TASK TO COMPLETE: Return the data below in full, matching every line exactly.

§ §

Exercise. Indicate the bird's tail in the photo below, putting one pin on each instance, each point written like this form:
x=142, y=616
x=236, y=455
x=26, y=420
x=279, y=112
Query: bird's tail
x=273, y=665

§ §

TASK SOLUTION:
Exercise. Indicate the bird's tail in the photo below, putting one pin on each instance, each point written like this form:
x=142, y=616
x=236, y=455
x=26, y=420
x=279, y=112
Query: bird's tail
x=273, y=665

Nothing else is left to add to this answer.